Estratto dell'articolo:

********************

ItaliaOggi, 27 aprile 2021
Annalena Baerbock, la donna che guida i Verdi tedeschi
I verdi sembrano già aver vinto, grazie ad Annalena. In base ai sondaggi, sarebbe la probabile Cancelliera, alla fine dell’era Merkel, al voto del 26 settembre. Der Spiegel la mette in copertina, una consacrazione, e scrive che la maggioranza dei tedeschi la preferisce agli avversari, ottiene più preferenze dei rivali messi insieme, il 30,2, contro il 16,1 del socialdemocratico Olaf Scholz, e il 13,6 del cristianodemocratico Armin Laschet.
Di colpo, dopo la nomina di Annalena Baerbock, 40 anni, i verdi superano la Cdu/Csu, il 31 contro il 21. Per un altro sondaggio, più realista, battono di un punto i cristianodemocratici di Frau Merkel, il 28 contro il 27. I socialdemocratici di Scholz arriverebbero appena al 13, un disastro, e la Bundeskanzlerin Annalena avrebbe il privilegio della scelta: allearsi con la Cdu/Csu, come da otto anni nel Baden Württemberg, o formare un governo a tre, una novità assoluta nella storia della Repubblica Federale, con l’Spd e la Linke, la coalizione che governa (male) Berlino. Avrebbero una maggioranza risicata, il 51%, ma in Germania basta. Konrad Adenauer riuscì a governare con un solo deputato in più.
Perfino Madame Christine Lagarde, che ha preso il posto di Draghi alla Bce, confessa di essersi emozionata alla notizia della candidatura di Annalena. L’emozione non dovrebbe far dimenticare un prudente realismo. Quattro anni fa, scelto come sfidante della Merkel, con il 100%, un plebiscito storico per i socialdemocratici sempre divisi e litigiosi, il bravo Martin Schulz superò a gennaio nei sondaggi Angela Merkel, data frettolosamente per spacciata.

********************

Raccolta di voci:
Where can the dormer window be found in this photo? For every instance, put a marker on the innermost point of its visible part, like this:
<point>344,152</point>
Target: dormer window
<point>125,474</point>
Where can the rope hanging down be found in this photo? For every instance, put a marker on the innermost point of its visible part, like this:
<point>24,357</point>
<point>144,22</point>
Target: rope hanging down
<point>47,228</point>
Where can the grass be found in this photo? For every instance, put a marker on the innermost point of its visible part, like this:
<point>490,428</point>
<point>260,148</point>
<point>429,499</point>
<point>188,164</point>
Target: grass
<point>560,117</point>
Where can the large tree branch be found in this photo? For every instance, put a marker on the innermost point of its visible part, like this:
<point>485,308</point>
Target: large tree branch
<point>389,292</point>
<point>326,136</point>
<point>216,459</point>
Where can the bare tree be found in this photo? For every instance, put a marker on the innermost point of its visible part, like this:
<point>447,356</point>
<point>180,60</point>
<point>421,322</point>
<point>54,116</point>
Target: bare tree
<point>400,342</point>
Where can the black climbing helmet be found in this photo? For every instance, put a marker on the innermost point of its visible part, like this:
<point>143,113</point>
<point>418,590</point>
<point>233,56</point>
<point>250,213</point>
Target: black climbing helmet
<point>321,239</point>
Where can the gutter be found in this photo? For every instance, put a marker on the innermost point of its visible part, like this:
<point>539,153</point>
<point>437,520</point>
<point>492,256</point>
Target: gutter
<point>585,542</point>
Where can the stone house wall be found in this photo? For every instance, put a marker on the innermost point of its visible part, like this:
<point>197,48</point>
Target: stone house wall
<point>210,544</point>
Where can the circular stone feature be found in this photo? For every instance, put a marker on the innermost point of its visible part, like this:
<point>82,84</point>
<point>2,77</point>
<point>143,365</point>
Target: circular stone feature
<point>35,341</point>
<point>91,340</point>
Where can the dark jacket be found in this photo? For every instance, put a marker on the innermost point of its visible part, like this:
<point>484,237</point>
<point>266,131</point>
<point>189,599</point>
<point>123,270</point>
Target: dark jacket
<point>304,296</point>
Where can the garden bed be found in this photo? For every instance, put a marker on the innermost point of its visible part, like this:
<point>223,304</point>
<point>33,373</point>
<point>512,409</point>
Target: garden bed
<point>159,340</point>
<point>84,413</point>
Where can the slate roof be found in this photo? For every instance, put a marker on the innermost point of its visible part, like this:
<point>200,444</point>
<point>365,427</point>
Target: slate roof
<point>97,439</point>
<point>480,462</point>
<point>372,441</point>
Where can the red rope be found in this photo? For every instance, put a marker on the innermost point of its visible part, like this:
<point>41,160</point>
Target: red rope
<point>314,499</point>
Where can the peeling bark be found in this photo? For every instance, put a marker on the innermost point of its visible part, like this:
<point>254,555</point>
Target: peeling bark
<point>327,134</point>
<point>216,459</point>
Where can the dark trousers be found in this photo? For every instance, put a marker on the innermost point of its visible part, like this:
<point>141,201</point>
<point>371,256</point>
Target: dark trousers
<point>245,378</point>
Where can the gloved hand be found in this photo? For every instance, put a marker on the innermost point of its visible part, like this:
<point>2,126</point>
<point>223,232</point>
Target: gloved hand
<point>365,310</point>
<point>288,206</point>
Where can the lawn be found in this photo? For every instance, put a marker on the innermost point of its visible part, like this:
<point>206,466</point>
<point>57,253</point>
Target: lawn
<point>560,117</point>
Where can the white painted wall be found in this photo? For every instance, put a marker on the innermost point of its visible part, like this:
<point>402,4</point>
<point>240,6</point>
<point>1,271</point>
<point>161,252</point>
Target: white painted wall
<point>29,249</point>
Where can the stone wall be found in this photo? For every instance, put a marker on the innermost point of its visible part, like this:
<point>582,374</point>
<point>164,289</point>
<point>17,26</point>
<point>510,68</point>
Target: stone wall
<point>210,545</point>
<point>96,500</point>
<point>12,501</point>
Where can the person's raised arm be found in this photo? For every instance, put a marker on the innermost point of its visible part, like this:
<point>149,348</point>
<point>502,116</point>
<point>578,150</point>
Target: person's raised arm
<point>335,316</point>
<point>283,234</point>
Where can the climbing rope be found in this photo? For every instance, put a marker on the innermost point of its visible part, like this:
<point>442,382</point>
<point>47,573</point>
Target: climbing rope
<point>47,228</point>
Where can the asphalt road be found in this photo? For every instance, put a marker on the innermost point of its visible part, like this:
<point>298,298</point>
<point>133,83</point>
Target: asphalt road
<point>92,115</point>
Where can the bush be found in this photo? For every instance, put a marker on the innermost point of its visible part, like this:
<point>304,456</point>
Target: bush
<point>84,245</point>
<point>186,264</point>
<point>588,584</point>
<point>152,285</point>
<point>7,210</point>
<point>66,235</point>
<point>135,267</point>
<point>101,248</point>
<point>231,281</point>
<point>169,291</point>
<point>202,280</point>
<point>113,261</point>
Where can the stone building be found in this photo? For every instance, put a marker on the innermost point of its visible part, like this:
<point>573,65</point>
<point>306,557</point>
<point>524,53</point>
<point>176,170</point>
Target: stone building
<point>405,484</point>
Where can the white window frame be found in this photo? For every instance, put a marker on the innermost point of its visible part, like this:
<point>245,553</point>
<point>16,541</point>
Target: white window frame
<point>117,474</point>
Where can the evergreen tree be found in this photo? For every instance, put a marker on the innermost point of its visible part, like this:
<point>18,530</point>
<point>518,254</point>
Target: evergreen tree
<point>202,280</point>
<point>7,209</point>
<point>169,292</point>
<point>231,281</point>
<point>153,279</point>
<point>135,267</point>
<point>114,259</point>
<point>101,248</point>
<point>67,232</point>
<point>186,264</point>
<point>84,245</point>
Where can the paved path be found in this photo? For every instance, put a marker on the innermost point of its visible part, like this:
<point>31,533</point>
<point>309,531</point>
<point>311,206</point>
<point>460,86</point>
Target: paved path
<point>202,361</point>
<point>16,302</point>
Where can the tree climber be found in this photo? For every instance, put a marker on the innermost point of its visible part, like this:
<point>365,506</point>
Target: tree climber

********************

Consegna 1:
Nell'articolo su Annalena Baerbock sostituisci "Bce" con "Banca centrale europea" e riporta il passo compreso tra "Perfino Madame Christine" e "frettolosamente per spacciata.", estremi inclusi.
Consegna 2:
Prosegui l'articolo su Annalena Baerbock a partire dall'ultima frase riportata.

Soluzione 1:
Perfino Madame Christine Lagarde, che ha preso il posto di Draghi alla Banca centrale europea, confessa di essersi emozionata alla notizia della candidatura di Annalena. L’emozione non dovrebbe far dimenticare un prudente realismo. Quattro anni fa, scelto come sfidante della Merkel, con il 100%, un plebiscito storico per i socialdemocratici sempre divisi e litigiosi, il bravo Martin Schulz superò a gennaio nei sondaggi Angela Merkel, data frettolosamente per spacciata.

Soluzione 2:
Schulz mise la barra tutta a sinistra e a marzo, al primo test regionale nella Saar, andò a schiantarsi contro il «muro» della Linke. Allora cambiò rotta puntando al centro, troppo tardi, e a settembre alle elezioni nazionali ottenne il 20,2%, un disastro, il peggior risultato di tutti i tempi, che sarà battuto probabilmente fra cinque mesi, dal suo quasi omonimo Scholz. Nel 2011, la verde Renate Künast si vide già borgomastra di Berlino, il partito grazie a lei era balzato in testa con il 30%, ma al voto i berlinesi restarono fedeli al sindaco socialdemocratico Klaus Wowereit. «L’entusiasmo è pericoloso», ammonisce la Süddeutsche Zeitung.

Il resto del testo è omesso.